_PROBLEM SET_.
(1) Copy the passage on California trade and port congestion word for word, beginning at the words "Below are highlights" and stopping after "Coast ports strike.".
(2) Continue the passage on California trade and port congestion from its final sentence.

[GIVEN PASSAGE]

Below are highlights from the recently released trade data from the US Census Bureau and the US Bureau of Economic Analysis.
In nominal terms, the February 2022 results continue to show California exports and trade flows through the state’s ports above the pre-pandemic levels in February 2020. Due to rapidly rising inflation, exports in real dollars were down just over 5%, while imports continued to surge as companies sought to counter renewed closures in China and concerns over a possible West Coast ports strike.
Port congestion remains high but continues to ease from the peak backup of 109 container vessels recorded for the Ports of Los Angeles and Long Beach on January 9. On October 20, 2021, when the state issued its measures to tackle the ongoing supply chain issues, the backup was at 71 container ships and 108 total ships at anchor or loitering off the ports. In the latest numbers for April 1, the total container ship backup was 41.

[/GIVEN PASSAGE]
[DATA EXCERPTS]

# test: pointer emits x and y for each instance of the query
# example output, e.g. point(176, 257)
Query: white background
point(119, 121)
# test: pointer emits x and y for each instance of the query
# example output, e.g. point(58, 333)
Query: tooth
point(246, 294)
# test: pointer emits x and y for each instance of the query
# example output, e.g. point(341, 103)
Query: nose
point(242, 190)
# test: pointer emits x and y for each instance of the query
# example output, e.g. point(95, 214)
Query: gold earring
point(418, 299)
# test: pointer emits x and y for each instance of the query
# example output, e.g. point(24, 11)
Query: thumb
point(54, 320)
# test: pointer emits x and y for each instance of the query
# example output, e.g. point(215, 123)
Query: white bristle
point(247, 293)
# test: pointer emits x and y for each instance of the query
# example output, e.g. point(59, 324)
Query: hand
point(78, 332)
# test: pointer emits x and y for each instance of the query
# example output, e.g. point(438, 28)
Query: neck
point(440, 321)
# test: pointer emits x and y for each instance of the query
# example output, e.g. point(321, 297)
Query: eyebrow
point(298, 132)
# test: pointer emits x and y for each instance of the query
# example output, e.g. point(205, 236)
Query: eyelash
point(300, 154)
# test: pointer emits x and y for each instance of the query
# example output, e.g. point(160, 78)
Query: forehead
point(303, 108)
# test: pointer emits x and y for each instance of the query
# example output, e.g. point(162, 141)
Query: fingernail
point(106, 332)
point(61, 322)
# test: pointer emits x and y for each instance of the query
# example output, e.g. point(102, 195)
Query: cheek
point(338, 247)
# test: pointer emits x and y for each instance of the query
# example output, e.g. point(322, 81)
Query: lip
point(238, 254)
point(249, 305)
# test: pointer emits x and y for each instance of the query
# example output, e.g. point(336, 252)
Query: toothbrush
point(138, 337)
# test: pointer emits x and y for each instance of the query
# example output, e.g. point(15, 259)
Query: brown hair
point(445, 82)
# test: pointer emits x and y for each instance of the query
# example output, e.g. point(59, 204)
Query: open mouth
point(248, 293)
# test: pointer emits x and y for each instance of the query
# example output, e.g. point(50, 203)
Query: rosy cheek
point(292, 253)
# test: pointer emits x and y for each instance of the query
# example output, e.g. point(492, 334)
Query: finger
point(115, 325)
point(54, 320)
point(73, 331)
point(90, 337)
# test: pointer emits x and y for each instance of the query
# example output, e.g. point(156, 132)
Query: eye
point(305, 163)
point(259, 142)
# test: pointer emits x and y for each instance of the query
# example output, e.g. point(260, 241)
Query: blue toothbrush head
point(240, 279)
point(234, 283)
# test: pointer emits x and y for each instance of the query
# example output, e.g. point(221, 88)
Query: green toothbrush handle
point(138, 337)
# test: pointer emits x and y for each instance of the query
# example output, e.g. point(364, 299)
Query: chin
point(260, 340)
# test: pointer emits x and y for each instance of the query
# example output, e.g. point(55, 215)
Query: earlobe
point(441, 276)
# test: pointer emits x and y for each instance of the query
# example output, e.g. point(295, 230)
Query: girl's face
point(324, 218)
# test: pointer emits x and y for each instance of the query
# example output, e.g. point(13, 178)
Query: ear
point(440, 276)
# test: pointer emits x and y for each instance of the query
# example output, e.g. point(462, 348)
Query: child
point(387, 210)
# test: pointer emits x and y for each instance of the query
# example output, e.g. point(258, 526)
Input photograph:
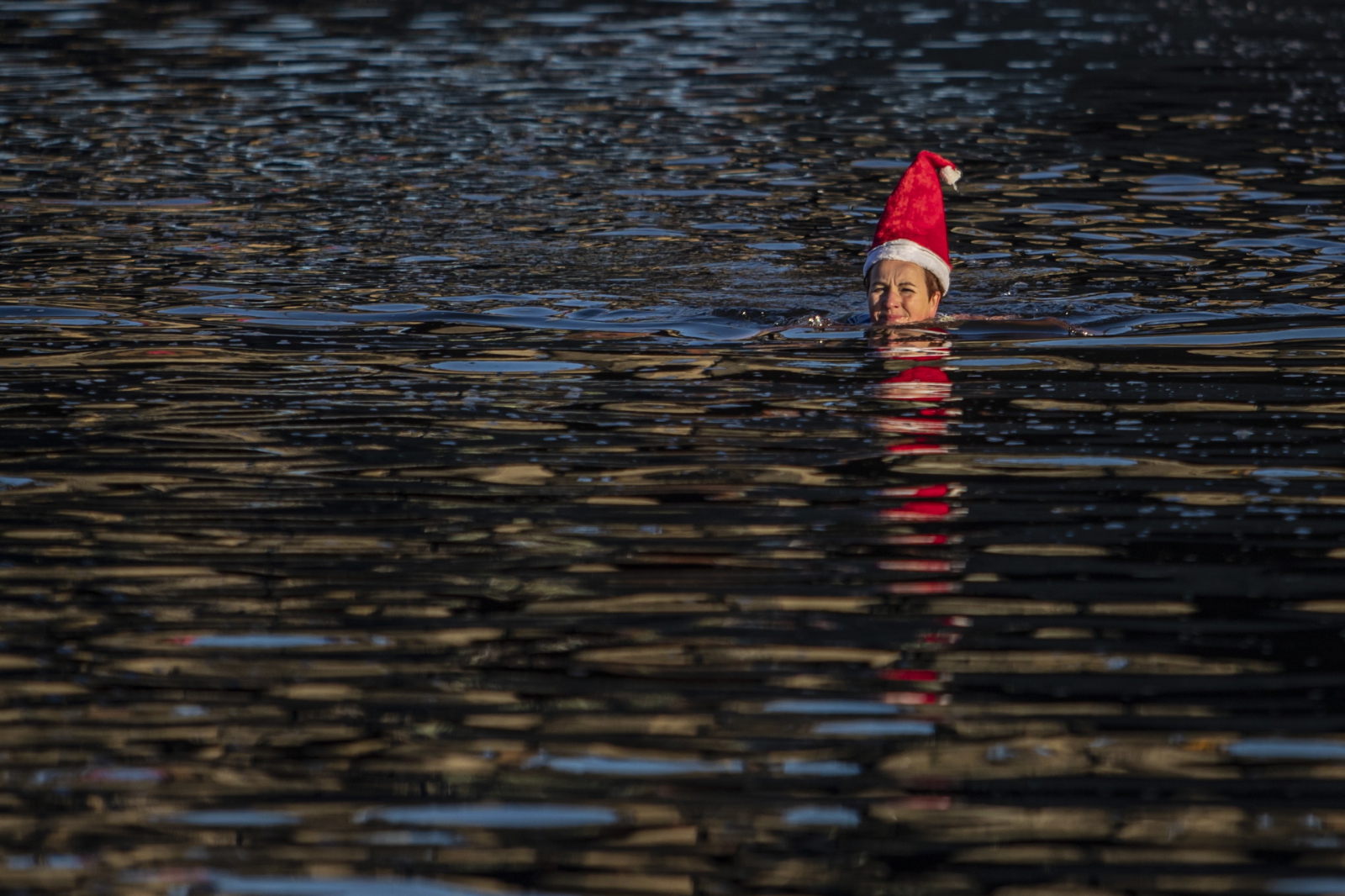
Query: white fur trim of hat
point(916, 255)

[/DATA EXCERPTS]

_PER-TASK OUTPUTS_.
(1)
Below are highlights from the recently released trade data from the US Census Bureau and the US Bureau of Economic Analysis.
In nominal terms, the February 2022 results continue to show California exports and trade flows through the state’s ports above the pre-pandemic levels in February 2020. Due to rapidly rising inflation, exports in real dollars were down just over 5%, while imports continued to surge as companies sought to counter renewed closures in China and concerns over a possible West Coast ports strike.

(2)
Overall, supply chain blockages remain elevated but somewhat improved from their prior peaks. In an update to their Global Supply Chain Index, the New York Fed Liberty Street Economics indicates that supply chain conditions within the US are only somewhat better than the overall global average. The Index is based on a composite of trade and trade congestion statistics, with the Index expressed as the number of standard deviations from the long-term average level.
Conditions within China, however, continue to worsen in part due to renewed shutdowns. The Euro Area instead shows overall better supply chain health, but with renewed deterioration likely to worsen as the war in Ukraine lengthens.